**Tus tareas**
1) Responde a partir del fragmento sobre el Puente:
(a) ¿Qué prácticas hace Javier?
(b) ¿Adónde va el Cercanías que pasa por el Puente?
(c) ¿Dónde trabaja Alberto Martínez?
2) Duplica sin cambios una parte del fragmento sobre el Puente: empieza en las palabras «Javier hace las» y detente después de «excusa para runners.».

**Bloque de texto**
________

Javier hace las prácticas de Medicina, y los pies de gato se le han blanqueado porque hace poco han blanqueado ese arco que los domingos, con sus seis vías, se llena de amantes a la escalada. El Puente ni siquiera cimbrea cuando pasa el Cercanías que va a Pozuelo y más allá. Javier se calza el uniforme y saluda a Alberto Martínez, trabajador del mismo hospital que en un banco cercano mira el río y su evocación de «paz y tranquilidad» aunque cree que hay mucha más fauna más abajo, en Madrid Río, donde el Manzanares es mera excusa para runners.

________

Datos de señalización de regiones
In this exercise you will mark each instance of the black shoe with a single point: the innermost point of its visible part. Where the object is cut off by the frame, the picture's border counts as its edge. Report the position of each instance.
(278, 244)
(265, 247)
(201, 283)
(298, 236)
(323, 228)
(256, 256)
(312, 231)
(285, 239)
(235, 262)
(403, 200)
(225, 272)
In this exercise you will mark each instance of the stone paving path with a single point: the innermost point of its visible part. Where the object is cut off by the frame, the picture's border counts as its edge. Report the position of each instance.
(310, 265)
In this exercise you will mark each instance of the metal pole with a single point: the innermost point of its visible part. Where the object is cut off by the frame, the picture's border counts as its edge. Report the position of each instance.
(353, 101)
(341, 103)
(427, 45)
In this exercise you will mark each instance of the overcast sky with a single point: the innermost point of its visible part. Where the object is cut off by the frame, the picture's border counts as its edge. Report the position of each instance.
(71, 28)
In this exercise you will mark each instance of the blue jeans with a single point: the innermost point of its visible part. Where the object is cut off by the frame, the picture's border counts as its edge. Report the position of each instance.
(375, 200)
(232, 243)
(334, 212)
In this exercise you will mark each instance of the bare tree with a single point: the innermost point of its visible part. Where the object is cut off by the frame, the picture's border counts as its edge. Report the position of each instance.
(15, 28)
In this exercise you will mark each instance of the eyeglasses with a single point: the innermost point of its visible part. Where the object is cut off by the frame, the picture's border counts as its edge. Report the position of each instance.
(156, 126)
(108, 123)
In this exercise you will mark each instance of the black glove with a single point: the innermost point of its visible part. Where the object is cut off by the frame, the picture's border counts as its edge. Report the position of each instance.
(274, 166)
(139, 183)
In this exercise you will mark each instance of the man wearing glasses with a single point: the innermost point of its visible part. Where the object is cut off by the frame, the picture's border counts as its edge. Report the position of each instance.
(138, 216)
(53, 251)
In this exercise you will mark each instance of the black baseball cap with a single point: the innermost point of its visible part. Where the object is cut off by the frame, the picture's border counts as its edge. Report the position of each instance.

________

**Resultados esperados**
1)
(a) Hace las prácticas de Medicina.
(b) Va a Pozuelo y más allá.
(c) En el mismo hospital que Javier.

2)
Javier hace las prácticas de Medicina, y los pies de gato se le han blanqueado porque hace poco han blanqueado ese arco que los domingos, con sus seis vías, se llena de amantes a la escalada. El Puente ni siquiera cimbrea cuando pasa el Cercanías que va a Pozuelo y más allá. Javier se calza el uniforme y saluda a Alberto Martínez, trabajador del mismo hospital que en un banco cercano mira el río y su evocación de «paz y tranquilidad» aunque cree que hay mucha más fauna más abajo, en Madrid Río, donde el Manzanares es mera excusa para runners.